Document:
Editing Without Tearing Your Hair Out

It’s far more frustrating and difficult for me to edit my own writing than to edit other people’s work.  That’s only natural, since your own work is your own personal creation, and therefore hard to distance yourself from in order to get a clear view of the “big picture” of what works and what doesn’t.

I just finished the final draft of my novel, and feel like I got into a good groove with the process over the last year and a half of editing it.  Here’s some stuff that worked well for me:

  • Focus on one type of editing at a time.  It’s a different mindset to look for technical or grammatical mistakes than to look for awkward wording, pacing issues, or tone and character inconsistencies.  Big rearranges, additions, and cuts, too, are something I generally want to do separately from other, easier fixes.
  • If I’m doing quick fixes and notice something major that feels like it might be off, I highlight it or insert a comment to make note of it for later.  Then I can look it over in another sitting, reread it and decide if it really is off, or if it’s something I’d like to get feedback on before making any big decisions.
  • At times, I’m intimidated about making sweeping changes to the full text of the novel, as if I’ll get lost and never find my way home with the book again.  To trick myself into feeling secure about the process, I’ll cut three or four chapters that need major work, rearranging, cutting, and/or big additions, and copy them to a separate file called “edits”.  I make all the changes there, and when I’m happy with it, I paste it back into the “official” novel file.

Object location annotation data:

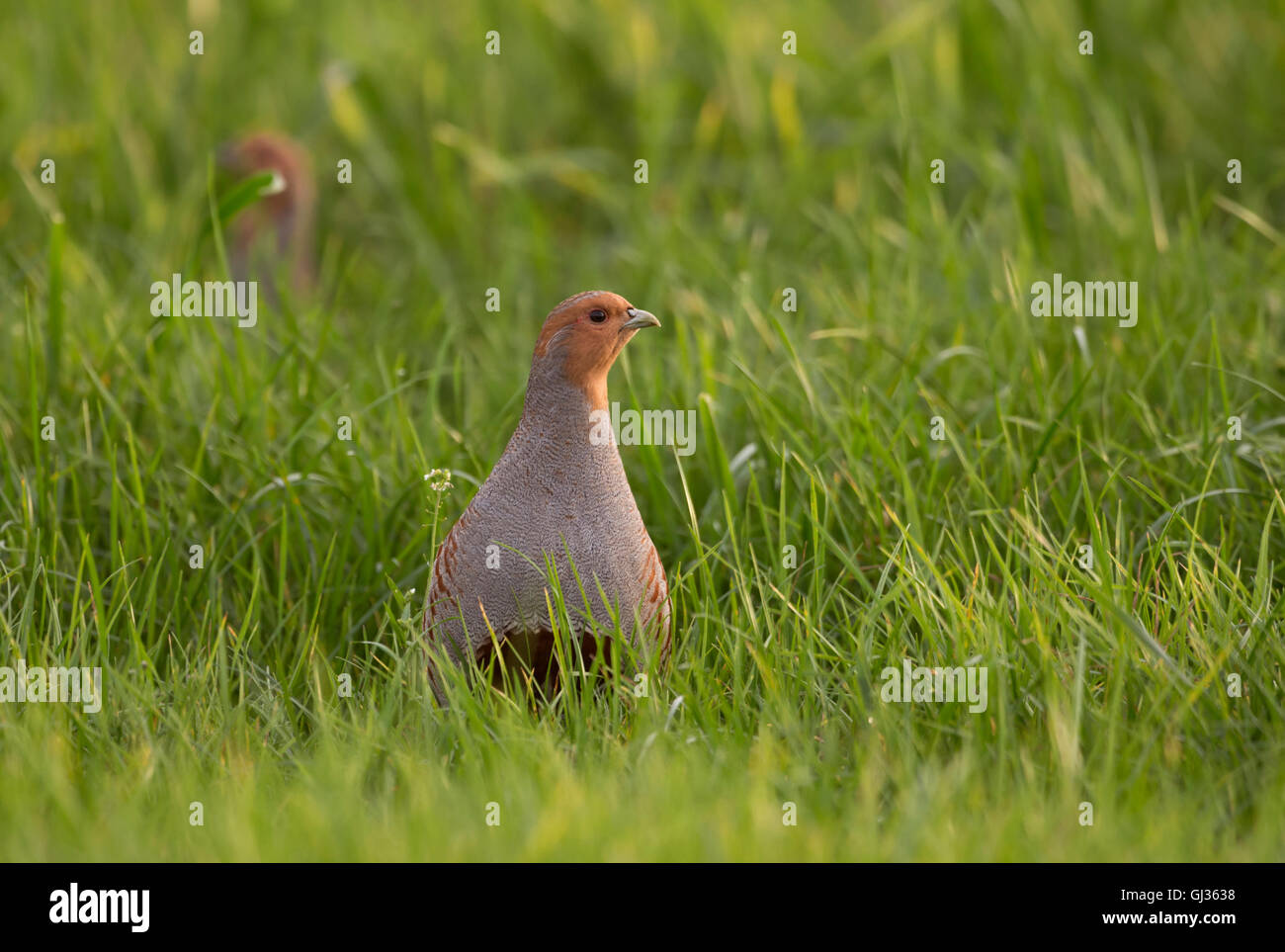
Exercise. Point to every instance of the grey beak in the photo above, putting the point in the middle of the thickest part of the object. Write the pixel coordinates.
(641, 318)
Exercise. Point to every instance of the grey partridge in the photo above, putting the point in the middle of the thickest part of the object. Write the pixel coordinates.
(557, 494)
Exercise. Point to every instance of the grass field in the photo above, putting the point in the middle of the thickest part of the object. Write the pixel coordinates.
(1148, 686)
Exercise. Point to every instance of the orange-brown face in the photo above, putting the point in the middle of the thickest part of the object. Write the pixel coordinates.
(587, 331)
(264, 152)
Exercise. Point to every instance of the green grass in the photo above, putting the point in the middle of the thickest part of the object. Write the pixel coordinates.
(765, 172)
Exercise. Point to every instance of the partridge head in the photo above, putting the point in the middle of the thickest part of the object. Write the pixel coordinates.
(557, 498)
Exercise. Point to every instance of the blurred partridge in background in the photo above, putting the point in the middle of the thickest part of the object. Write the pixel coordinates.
(279, 226)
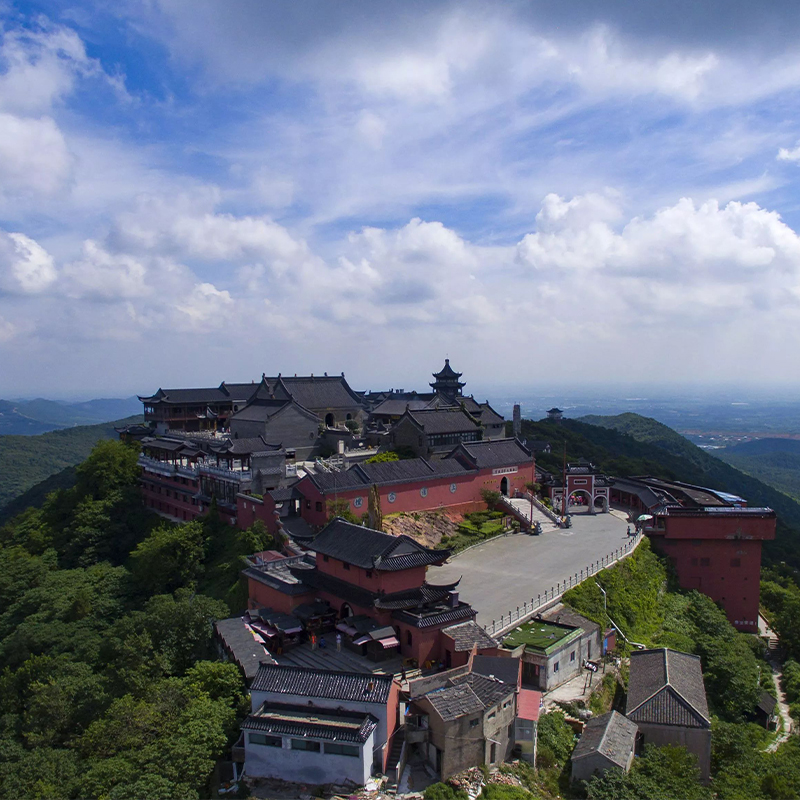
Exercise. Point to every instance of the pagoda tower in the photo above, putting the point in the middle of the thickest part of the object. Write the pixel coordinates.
(447, 382)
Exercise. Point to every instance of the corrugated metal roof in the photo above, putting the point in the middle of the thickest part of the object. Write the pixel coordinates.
(318, 723)
(323, 684)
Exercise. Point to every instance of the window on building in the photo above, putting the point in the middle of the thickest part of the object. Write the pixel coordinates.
(333, 749)
(264, 740)
(304, 744)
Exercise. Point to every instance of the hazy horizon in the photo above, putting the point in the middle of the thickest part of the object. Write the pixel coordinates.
(595, 193)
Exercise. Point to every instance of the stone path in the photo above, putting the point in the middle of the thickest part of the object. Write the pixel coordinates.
(777, 676)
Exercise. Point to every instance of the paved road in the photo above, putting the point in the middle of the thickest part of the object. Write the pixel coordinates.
(505, 572)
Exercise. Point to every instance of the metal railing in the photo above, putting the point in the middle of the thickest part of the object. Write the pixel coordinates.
(536, 604)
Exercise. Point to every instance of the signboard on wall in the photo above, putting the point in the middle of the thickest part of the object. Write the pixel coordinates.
(505, 470)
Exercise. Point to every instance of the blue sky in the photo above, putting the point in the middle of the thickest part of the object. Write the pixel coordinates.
(604, 193)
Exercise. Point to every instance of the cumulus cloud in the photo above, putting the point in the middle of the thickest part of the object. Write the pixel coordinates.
(786, 154)
(34, 158)
(206, 307)
(25, 266)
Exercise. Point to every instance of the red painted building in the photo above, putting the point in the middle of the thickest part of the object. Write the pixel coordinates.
(712, 538)
(416, 484)
(360, 573)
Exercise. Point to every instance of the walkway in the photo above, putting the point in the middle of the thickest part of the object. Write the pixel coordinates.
(777, 677)
(524, 507)
(503, 573)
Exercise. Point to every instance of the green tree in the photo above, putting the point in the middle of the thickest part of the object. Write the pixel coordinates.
(170, 557)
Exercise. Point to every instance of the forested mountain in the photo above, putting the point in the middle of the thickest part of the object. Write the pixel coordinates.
(109, 685)
(629, 444)
(27, 460)
(30, 417)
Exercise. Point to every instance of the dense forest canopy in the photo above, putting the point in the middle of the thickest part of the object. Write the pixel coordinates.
(109, 685)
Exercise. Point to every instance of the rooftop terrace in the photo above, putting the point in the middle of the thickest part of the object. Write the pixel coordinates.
(540, 635)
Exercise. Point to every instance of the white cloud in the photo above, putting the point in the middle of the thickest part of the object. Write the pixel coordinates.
(784, 154)
(25, 266)
(206, 307)
(34, 158)
(40, 68)
(7, 331)
(107, 275)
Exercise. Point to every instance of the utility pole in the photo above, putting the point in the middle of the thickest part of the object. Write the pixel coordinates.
(564, 493)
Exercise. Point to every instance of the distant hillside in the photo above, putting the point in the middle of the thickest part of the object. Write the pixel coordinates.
(31, 417)
(629, 444)
(37, 494)
(27, 460)
(776, 462)
(759, 447)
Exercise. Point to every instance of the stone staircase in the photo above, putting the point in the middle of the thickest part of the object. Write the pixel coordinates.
(393, 764)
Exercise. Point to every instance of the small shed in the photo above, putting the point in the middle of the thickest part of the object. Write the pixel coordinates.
(608, 741)
(765, 712)
(529, 706)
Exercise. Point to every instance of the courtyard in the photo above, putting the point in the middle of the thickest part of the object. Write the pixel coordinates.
(501, 574)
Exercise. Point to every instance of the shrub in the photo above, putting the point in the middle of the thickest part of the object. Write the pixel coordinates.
(444, 791)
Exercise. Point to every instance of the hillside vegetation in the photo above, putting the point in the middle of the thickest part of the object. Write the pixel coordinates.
(776, 462)
(31, 417)
(27, 460)
(629, 444)
(109, 685)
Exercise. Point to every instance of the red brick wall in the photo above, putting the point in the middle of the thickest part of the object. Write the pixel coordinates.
(708, 558)
(408, 497)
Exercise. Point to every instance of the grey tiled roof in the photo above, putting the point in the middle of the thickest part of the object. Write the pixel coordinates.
(279, 575)
(394, 407)
(457, 693)
(444, 420)
(500, 667)
(341, 589)
(320, 392)
(566, 616)
(452, 702)
(467, 634)
(323, 683)
(433, 617)
(260, 410)
(611, 735)
(287, 719)
(412, 598)
(386, 473)
(235, 392)
(370, 549)
(246, 651)
(494, 453)
(666, 687)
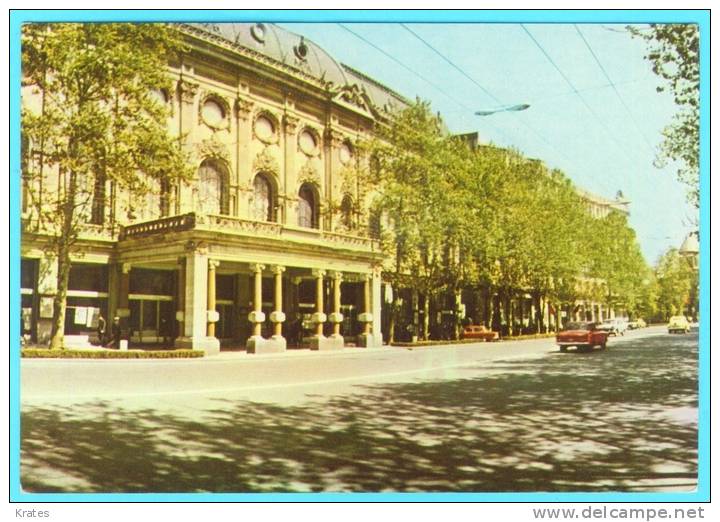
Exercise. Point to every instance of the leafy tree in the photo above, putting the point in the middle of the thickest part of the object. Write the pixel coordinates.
(677, 282)
(96, 123)
(674, 52)
(618, 261)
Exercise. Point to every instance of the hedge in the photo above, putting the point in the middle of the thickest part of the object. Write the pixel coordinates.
(471, 341)
(42, 353)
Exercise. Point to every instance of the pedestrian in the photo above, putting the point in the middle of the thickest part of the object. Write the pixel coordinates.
(101, 329)
(116, 332)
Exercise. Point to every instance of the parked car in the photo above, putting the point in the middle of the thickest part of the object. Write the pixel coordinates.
(479, 331)
(613, 326)
(583, 335)
(678, 324)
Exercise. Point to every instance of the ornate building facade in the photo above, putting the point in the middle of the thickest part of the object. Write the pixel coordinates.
(269, 245)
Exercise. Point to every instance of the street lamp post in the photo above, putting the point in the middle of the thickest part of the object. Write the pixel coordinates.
(506, 108)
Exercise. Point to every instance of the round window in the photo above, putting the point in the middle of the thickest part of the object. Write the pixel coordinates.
(308, 143)
(258, 32)
(345, 153)
(160, 96)
(213, 113)
(264, 128)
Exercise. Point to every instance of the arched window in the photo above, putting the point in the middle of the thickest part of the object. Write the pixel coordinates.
(375, 223)
(346, 212)
(307, 206)
(212, 189)
(262, 205)
(97, 209)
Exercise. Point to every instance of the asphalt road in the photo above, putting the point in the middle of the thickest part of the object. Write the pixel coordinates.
(509, 416)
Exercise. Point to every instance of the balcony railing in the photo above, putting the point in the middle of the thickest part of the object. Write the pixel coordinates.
(159, 226)
(245, 227)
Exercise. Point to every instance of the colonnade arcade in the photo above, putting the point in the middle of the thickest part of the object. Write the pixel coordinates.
(263, 307)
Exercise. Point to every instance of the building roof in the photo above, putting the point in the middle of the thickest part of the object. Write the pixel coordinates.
(304, 56)
(691, 245)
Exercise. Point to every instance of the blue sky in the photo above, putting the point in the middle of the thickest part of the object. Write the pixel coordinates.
(602, 139)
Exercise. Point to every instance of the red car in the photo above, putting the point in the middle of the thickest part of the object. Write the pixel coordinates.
(583, 335)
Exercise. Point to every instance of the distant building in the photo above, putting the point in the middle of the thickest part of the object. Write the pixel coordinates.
(600, 207)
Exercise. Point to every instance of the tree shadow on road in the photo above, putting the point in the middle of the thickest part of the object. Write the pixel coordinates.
(609, 420)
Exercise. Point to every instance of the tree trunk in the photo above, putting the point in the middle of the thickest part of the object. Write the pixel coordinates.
(67, 212)
(426, 317)
(539, 313)
(391, 325)
(509, 313)
(57, 340)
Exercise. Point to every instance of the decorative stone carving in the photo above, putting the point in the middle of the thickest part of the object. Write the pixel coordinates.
(308, 174)
(351, 95)
(211, 148)
(221, 123)
(266, 162)
(336, 317)
(243, 108)
(261, 132)
(365, 317)
(334, 137)
(309, 142)
(187, 90)
(291, 123)
(277, 317)
(318, 317)
(256, 317)
(198, 247)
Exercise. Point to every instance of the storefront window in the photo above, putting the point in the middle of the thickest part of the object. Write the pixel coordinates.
(262, 199)
(307, 207)
(212, 189)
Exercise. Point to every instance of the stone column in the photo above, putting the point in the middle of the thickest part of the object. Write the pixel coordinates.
(180, 304)
(336, 318)
(319, 341)
(195, 317)
(213, 315)
(319, 302)
(256, 343)
(123, 307)
(277, 343)
(366, 317)
(376, 307)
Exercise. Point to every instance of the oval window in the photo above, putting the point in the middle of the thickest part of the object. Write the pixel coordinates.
(160, 96)
(308, 143)
(345, 153)
(264, 128)
(213, 113)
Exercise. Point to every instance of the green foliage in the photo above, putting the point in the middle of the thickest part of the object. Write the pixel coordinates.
(38, 353)
(91, 120)
(676, 285)
(487, 217)
(674, 52)
(618, 261)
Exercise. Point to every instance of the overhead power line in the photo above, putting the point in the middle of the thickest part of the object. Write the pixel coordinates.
(579, 95)
(417, 74)
(614, 88)
(487, 92)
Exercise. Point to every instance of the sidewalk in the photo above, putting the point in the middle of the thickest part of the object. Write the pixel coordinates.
(232, 372)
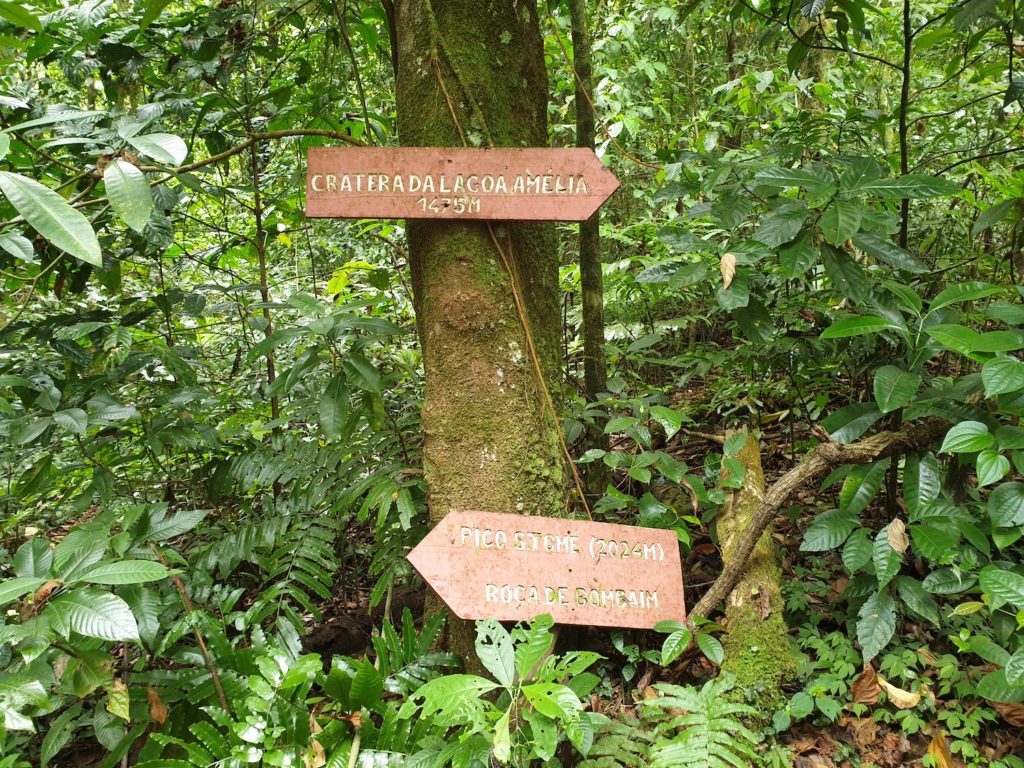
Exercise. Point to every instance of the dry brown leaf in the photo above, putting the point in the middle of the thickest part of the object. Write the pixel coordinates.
(865, 687)
(864, 730)
(728, 267)
(902, 699)
(940, 751)
(896, 532)
(1013, 714)
(158, 710)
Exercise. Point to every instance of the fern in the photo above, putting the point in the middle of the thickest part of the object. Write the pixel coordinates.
(624, 742)
(711, 736)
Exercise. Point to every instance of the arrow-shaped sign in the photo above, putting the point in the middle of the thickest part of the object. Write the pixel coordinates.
(514, 567)
(411, 182)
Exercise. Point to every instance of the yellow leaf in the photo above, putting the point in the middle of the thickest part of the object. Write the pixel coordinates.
(903, 699)
(896, 532)
(728, 268)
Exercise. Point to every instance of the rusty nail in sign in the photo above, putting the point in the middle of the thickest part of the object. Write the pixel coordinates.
(412, 182)
(514, 567)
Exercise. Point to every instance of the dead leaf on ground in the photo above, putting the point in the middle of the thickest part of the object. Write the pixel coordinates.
(940, 751)
(1013, 714)
(728, 268)
(865, 688)
(896, 534)
(902, 699)
(158, 710)
(863, 730)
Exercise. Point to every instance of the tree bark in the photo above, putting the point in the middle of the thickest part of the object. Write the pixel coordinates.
(591, 281)
(757, 644)
(473, 73)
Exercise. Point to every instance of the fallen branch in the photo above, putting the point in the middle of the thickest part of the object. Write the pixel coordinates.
(822, 459)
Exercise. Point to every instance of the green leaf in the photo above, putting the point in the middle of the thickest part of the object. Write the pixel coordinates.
(936, 544)
(894, 387)
(17, 246)
(164, 147)
(828, 530)
(73, 420)
(123, 571)
(34, 558)
(918, 599)
(129, 194)
(711, 647)
(887, 560)
(495, 649)
(991, 467)
(888, 252)
(12, 589)
(841, 221)
(967, 437)
(851, 422)
(1003, 587)
(334, 408)
(92, 612)
(914, 186)
(948, 582)
(876, 625)
(857, 551)
(18, 15)
(846, 274)
(50, 215)
(859, 326)
(781, 224)
(1006, 505)
(367, 687)
(861, 485)
(961, 292)
(1001, 375)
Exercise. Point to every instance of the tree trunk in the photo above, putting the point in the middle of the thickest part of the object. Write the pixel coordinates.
(469, 73)
(757, 643)
(595, 372)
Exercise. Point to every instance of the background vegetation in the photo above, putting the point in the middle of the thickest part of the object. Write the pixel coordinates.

Required tasks:
**a.** In the post on editing your own writing, what is the separate file called where the writer makes changes to a few chapters?
**b.** Decide whether each statement agrees with the post on editing your own writing: (i) The writer finds editing other people's work easier than editing their own. (ii) The writer spent two years editing the novel. (iii) The writer prefers to make big rearranges at the same time as easier fixes.
**c.** Pick up the post on editing your own writing after its final sentence and carry it on.

In response:
**a.** "edits"

**b.**
(i) Yes: "It’s far more frustrating and difficult for me to edit my own writing than to edit other people’s work."
(ii) No: "over the last year and a half of editing it."
(iii) No: "Big rearranges, additions, and cuts, too, are something I generally want to do separately from other, easier fixes."

**c.**
  • I keep each draft as a separate file – clearly labeled as “[workingtitle]v1” and “[working title]v2” and so on, so that if the big changes go horribly awry or some terrible computer glitch tries to destroy me, I have the older drafts to refer to for reconstruction.  It’s also kind of cool to go back and see how the story flourished and bloomed over the course of the work I’ve done on it.
  • Take breaks between drafts!!!  And I mean a month or two, with a couple beta readers giving you feedback before you get started on the next set of rewrites.  This (a) gives you a little distance from the book so you have fresh perspective going back into it, and (b) gets you feedback to work from.  Also, you won’t be so sick of reading the book that you decide you hate the whole thing and never want to lay eyes on it again.
  • If you’re feeling stressed out about a big change or aren’t sure what to do with it, step away from it for a while.  An hour, a day, a weekend.  Not more than a couple of days, or you’ll lose your momentum and have trouble settling back in to your work, but a weekend off from editing is necessary if you’re not going to go crazy – or at least become so frustrated that you’ll get overly critical.  Take a walk.  Get some coffee.  Do a puzzle.  Think of it as your lunch break.  Then get back in that chair and do some serious work!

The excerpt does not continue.